> **Reading passage**:
## BEGIN

Project Details & Results

The South Asia region has seen an increasing adoption of renewable energy technology in recent years. Despite of that increase, not much success has been achieved in reaching out to the poorest and most vulnerable people. There exist inherent financial barriers as a result of poverty such that even where the conditions and Government policies are conducive (e.g. giving out subsidies), the poor have not benefited from these initiatives. Conventional approaches for promoting renewable energy technologies make it hard for development agencies and Governments to reach all those who require energy services.
Providing energy services is one clear way of addressing the environmental problems and improving livelihoods of the poor communities. As a result of this recognition, the project has aimed to expanc and consolidate two innovative approaches to break the financial barriers for reaching out to poor. These approaches were tested in three villages through part-support from the GEF Small Grants Programme, Nepal. The two approaches have proved to be very effective in promoting renewable energy technologies and also reaching out to the poor despite the many financial challenges facing them. They are
• Home Employment and Lighting Package™ (HELP)
• Solar Sisters™ overseas volunteer program
The Home Employment and Lighting Package™ (HELP) was expanded to Sri Lanka, while the Solar Sisters™ overseas volunteer program was introduced in India through this program. Beside expansion in Sri Lanka and India, the two approaches were consolidated and expanded in Nepal.
Details of the two approaches:
a) Home Employment and Lighting Package™ (HELP):
This approach was primarily developed to break the financial barriers for promoting renewable energy technologies to the poorest of communities after it was realised that even in situations where the Nepal Government gave subsidies for Renewable Energies (RE), the poorest could not access them because of their inability to raise the balance of the financial resources required.
HELP program’s objective is to provide solar electric system by use of social capital as collateral to rural poor communities who do not have capital or financial assets. Because of general lack of financial capital, the poor cannot have access to rural credit systems. Among the projects benefiting from the approaches tested in Nepal is the Solar Village Electrification Demonstration Project (SOVED). The project was developed and implemented by Himalayan Light Foundation in Bongadovan Village Development Committee (VDC) of Baglung District. This project was supported and funded by United Nation Development Program/Global Environment Facilities Small Grants Program (UNDP/GEF-SGP) and co-funded from GoN/Alternate Energy Promotion Centre. The project has also received support from the District Development Committee (DDC) of Baglung and Bongadovan VDC. There was a mutual collaboration with the District Development Committee aimed at sustaining the activities and providing the needed support for the implementation of project. The program concentrated in the promotion of solar lighting, other renewable energy technologies, community development activities, and local human resource development.
b) Solar Sisters Programme:
This is the second innovative approach developed to break the financial barriers of promoting renewable energy technologies for social (public) amenities in remote and poor populations. The objective of the solar sisters program is to offer solar energy to communities who could not afford electrical systems. The Solar Sisters™ Program is a simple and effective way to distribute community-controlled solar systems to rural communities through communally used facilities such as schools, health centres, monasteries, orphanages etc. It provides the international volunteer with a responsible and remarkable alternative to tourism experience of exploring places in the world while contributing in development.

## END

> **What to produce**: Write out the section of the project description starting with "Details of the" and going on through "financial resources required.". Draw only on the project description and on nothing else.

> **Record excerpts**:
## BEGIN

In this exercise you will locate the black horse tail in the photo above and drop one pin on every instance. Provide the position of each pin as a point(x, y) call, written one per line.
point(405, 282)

## END
## BEGIN

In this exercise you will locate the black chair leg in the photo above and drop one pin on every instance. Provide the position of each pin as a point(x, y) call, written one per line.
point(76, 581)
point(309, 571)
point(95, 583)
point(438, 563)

## END

> **Response to this exercise**:
Details of the two approaches:
a) Home Employment and Lighting Package™ (HELP):
This approach was primarily developed to break the financial barriers for promoting renewable energy technologies to the poorest of communities after it was realised that even in situations where the Nepal Government gave subsidies for Renewable Energies (RE), the poorest could not access them because of their inability to raise the balance of the financial resources required.